:: Trecho do texto ::
Mas nada disso me tirava o sentimento de que havia algo
errado. De que meu lugar não era trabalhando fora, por mais nobre que fosse meu
ofício. Que não fazia sentido tentar mudar
o mundo através de políticas públicas, brigar com grandes corporações,
judiciário, executivo e legislativo. Que a grande revolução, a verdadeira
transformação estava na relação mãe e filho. Era essa relação na qual eu queria
investir. Era essa relação que eu queria viver plenamente.
Muitas leituras me acompanharam nesse período e os livros da
Laura Gutman foram fundamentais a ponto de me interessar por experimentar seu
método terapêutico, a biografia humana. E foi assim que comecei um total de 10
sessões por skype em um portuñol duvidoso mas com muita ânsia de me aprofundar
em mim mesma. Entendi meu papel no cenário familiar, me perdoei, compreendi as
ações e reações de familiares bem como algumas das situações ocorridas logo
após o nascimento do Miguel. Vale dizer que mais de 10 anos de análise devem
ter contribuído um tanto para esse resultado.

Registros de um conjunto de dados:

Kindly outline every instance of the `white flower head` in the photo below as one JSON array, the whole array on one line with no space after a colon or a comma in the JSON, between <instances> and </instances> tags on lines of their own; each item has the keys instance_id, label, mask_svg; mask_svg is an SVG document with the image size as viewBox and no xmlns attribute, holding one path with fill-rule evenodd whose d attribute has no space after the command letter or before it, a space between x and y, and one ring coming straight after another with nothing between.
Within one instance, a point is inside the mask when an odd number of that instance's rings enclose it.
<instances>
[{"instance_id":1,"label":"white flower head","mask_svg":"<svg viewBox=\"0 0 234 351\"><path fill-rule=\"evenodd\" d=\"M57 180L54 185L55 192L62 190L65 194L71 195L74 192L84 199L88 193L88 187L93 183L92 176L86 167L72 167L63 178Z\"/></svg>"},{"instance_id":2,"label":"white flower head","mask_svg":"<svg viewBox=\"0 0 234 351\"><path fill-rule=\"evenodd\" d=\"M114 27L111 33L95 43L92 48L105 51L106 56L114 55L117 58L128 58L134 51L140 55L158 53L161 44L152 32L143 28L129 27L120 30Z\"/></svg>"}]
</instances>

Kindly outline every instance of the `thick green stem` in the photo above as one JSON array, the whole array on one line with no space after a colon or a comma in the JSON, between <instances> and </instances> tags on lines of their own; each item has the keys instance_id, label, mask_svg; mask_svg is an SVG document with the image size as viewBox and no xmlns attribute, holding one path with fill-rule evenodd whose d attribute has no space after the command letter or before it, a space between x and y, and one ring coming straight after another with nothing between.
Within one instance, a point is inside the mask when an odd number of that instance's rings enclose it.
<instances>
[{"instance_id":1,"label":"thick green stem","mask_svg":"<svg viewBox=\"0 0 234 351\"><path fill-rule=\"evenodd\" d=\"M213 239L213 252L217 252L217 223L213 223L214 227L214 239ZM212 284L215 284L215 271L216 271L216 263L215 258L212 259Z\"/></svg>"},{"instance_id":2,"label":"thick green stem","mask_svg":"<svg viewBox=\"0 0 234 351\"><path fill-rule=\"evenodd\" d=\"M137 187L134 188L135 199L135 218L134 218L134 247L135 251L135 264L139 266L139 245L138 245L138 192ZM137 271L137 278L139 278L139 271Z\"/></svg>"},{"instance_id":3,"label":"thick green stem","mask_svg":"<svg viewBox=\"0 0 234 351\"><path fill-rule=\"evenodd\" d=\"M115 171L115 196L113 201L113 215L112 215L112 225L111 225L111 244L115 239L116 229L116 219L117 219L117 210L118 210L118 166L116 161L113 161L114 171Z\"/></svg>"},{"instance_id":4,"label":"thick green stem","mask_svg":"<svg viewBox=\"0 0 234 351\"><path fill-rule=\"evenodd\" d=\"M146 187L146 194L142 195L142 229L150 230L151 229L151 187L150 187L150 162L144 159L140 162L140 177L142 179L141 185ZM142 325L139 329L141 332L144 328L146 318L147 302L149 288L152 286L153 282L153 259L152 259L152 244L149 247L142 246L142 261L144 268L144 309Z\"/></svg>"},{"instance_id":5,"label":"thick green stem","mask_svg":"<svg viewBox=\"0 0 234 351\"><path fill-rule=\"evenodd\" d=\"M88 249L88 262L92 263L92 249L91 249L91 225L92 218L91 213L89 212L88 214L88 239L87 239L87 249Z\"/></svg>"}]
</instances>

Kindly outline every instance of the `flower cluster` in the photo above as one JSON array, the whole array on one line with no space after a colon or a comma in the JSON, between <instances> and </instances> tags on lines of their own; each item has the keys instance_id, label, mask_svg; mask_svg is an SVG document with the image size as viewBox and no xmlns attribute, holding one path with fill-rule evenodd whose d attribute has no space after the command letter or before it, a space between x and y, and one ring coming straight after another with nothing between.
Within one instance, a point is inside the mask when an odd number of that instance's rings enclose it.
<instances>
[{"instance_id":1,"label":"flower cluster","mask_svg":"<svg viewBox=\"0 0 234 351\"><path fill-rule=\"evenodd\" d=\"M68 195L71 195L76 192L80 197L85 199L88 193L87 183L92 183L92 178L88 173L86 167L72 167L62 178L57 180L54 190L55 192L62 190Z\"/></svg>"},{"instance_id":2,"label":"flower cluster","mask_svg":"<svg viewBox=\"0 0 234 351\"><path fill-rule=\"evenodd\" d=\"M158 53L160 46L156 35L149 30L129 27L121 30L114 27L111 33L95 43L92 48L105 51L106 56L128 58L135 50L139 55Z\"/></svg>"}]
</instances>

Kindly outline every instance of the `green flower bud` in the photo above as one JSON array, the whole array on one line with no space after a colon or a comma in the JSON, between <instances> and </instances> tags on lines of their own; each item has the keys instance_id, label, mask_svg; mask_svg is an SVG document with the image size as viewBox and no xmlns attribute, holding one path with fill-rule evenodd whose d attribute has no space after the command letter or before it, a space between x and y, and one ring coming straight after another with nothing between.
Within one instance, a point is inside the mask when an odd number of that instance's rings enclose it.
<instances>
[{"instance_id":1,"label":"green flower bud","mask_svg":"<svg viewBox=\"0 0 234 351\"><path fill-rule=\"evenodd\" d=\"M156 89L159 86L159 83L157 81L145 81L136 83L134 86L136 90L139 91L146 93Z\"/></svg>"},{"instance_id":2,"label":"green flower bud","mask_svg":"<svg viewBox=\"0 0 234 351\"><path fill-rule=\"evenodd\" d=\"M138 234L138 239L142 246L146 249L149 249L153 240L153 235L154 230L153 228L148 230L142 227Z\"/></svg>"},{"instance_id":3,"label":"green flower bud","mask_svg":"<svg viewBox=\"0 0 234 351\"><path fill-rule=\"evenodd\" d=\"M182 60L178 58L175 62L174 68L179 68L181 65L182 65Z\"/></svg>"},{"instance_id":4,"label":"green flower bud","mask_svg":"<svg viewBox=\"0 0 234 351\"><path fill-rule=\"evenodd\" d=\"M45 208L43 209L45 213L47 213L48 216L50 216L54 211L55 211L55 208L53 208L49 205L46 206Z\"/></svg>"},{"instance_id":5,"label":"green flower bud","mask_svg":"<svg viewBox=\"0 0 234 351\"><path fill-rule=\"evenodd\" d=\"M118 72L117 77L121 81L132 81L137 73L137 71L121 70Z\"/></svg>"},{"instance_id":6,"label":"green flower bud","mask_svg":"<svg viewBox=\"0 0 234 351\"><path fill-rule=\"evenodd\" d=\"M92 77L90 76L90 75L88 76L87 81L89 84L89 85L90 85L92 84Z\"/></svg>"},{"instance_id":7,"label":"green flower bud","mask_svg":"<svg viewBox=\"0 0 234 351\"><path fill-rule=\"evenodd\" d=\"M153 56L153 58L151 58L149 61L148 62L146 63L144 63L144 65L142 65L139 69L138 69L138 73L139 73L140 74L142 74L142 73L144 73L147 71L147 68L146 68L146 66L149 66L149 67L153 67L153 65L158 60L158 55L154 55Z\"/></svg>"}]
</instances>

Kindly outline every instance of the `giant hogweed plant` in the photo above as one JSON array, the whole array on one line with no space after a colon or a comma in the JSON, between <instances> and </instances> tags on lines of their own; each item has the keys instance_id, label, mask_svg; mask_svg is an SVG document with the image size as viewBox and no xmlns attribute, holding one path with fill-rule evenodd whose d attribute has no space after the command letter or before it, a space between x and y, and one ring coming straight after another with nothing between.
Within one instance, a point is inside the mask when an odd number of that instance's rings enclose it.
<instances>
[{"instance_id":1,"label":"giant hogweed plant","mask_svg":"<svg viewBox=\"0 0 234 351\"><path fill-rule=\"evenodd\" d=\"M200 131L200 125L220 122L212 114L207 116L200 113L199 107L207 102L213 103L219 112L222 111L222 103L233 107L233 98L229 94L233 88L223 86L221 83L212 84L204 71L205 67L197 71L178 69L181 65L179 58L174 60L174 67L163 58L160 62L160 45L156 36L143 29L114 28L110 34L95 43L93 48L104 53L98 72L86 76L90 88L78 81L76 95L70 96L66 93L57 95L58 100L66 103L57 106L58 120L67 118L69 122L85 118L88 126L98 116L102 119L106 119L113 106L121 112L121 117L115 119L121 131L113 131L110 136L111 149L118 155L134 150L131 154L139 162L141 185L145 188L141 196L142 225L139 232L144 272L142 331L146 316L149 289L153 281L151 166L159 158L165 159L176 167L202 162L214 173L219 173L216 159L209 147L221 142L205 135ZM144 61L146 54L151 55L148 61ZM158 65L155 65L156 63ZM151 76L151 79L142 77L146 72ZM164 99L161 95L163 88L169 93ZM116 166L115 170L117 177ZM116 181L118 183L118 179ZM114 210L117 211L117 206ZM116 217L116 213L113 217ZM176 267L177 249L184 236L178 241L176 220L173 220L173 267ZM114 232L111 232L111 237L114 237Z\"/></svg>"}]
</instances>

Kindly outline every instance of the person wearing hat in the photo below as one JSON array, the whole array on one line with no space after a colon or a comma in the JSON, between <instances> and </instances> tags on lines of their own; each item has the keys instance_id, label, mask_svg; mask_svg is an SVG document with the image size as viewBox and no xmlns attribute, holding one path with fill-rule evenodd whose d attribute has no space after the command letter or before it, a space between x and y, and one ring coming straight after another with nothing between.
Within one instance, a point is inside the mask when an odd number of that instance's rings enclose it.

:: Instruções das tarefas ::
(a) Responda às perguntas abaixo com base no relato sobre maternidade.
(i) Em que relação, segundo o relato, estava a verdadeira transformação?
(ii) Qual é o nome do método terapêutico de Laura Gutman mencionado no relato?
(iii) Quantas sessões por skype foram feitas no total?
(b) Dê continuidade ao relato sobre maternidade a partir da última frase apresentada.

:: Respostas por tarefa ::
(a)
(i) Na relação mãe e filho.
(ii) A biografia humana.
(iii) 10 sessões.

(b)
Ao lado disso, cada vez mais o tema da criação dos filhos me
movia. Li Carlos Gonzales e Jean Liedloff além de outros autores que tratam da
criação com apego, compartilhei com mães em grupos presenciais e virtuais,
acessei blogs, participei de vivências de educação ativa e vi uma entrevista
reveladora com Ana Thomaz que me arrebatou! Após vários contatos e encontros
finalmente comecei a fazer aulas semanais de técnica Alexander em sua casa que,
pra mim, mais que tudo, foram terapêuticas para o corpo e a alma.
Foi um período muito fértil, de muita conexão e
autoconhecimento. Em dois ou três meses pedi demissão do meu trabalho e em
cinco mudamos de São Paulo para um pequena chácara em Barão Geraldo, distrito
de Campinas.
Tudo se encaixou, a mudança gritava no meu corpo, eu
precisava agir. Já. No início não sabia bem pra onde. Claro que pedir demissão
sendo a maior renda familiar não é uma decisão a princípio fácil. Mas confesso
que não foi difícil porque era tão óbvia!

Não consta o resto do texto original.